TEKS DOKUMEN.
Dalam pandangan tradisional,
guru adalah orang yang berdiri di depan kelas untuk menyampaikan ilmu
pengetahuan (transfer of knowledge). Guru adalah seorang yang mempunyai gagasan
yang harus diwujudkan untuk kepentingan anak didik sehingga menunjang hubungan
sebaik-baiknya dengan anak didik, sehingga menjunjung tinggi, mengembangkan dan
menerapkan keutamaan yang menyangkut agama, kebudayaan, keilmuan.[1]
Dari uraian tersebut, dapat
ditangkap bahwa tujuan pembentukan undang-undang tentang guru dan dosen adalah
agar orang-orang yang menjadi guru dan dosen di Indonesia adalah insan-insan
berkarakter unggul yang menjunjung tinggi nilai-nilai luhur, dan bukannya
manusia pragmatis, yang mudah terseret pada arus hedonisme, konsumerisme, dan sebagainya.
Profesi guru seharusnya
diisi oleh manusia-manusia berkarakter untuk bisa mewujudkan pendidikan
berkarakter. guru adalah aktor utama dalam pendidikan di sekolah dan citra guru
dibawa siswa dalam kehidupannya dalam keluarga juga masyarakat. Gurulah yang
akan mendidik para calon pemimpin bangsa, penerus kelangsungan suatu bangsa.

(Catatan)
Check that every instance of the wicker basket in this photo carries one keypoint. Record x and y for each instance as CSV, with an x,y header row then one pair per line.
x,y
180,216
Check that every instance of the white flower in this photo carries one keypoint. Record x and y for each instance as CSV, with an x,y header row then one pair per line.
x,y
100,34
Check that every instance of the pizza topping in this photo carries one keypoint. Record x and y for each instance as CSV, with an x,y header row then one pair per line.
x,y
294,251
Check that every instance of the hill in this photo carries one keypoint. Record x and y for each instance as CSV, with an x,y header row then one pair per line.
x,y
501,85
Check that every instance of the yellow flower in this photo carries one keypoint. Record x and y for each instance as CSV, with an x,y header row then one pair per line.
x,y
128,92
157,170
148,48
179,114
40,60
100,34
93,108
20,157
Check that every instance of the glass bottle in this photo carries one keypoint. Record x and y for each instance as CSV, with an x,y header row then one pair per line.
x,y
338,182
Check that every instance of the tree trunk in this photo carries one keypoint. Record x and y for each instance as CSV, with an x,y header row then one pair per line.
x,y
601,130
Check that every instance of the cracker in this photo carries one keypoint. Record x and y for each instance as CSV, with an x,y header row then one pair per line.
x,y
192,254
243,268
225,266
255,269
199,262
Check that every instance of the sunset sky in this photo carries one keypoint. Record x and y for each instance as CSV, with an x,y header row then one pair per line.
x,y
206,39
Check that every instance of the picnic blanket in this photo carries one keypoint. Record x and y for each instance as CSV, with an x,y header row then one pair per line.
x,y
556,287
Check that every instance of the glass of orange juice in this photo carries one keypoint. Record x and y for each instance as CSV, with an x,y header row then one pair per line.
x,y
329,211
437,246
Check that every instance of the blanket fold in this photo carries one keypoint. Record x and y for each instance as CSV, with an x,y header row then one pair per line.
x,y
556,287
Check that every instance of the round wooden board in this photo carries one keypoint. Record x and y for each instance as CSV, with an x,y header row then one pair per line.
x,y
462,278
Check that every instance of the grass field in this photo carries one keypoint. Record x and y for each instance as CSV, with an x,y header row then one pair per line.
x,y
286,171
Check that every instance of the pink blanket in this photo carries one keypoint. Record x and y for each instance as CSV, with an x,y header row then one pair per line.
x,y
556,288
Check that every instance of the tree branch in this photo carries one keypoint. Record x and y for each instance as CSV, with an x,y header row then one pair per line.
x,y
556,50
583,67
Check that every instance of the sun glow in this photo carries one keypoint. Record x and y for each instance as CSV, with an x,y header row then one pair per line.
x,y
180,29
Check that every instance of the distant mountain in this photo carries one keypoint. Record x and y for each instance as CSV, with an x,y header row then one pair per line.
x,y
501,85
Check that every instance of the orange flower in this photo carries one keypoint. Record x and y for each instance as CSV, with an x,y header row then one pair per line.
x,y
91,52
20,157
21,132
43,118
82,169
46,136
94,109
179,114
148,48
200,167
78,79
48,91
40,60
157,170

TUJUAN TUGAS. Perbarui bagian teks tentang guru, mulai dari "Profesi guru seharusnya" sampai "kelangsungan suatu bangsa.", dengan mengganti "aktor utama" menjadi "tokoh kunci". Kerjakan hanya dengan berpedoman pada teks.

PENYELESAIAN SOAL.
Profesi guru seharusnya
diisi oleh manusia-manusia berkarakter untuk bisa mewujudkan pendidikan
berkarakter. guru adalah tokoh kunci dalam pendidikan di sekolah dan citra guru
dibawa siswa dalam kehidupannya dalam keluarga juga masyarakat. Gurulah yang
akan mendidik para calon pemimpin bangsa, penerus kelangsungan suatu bangsa.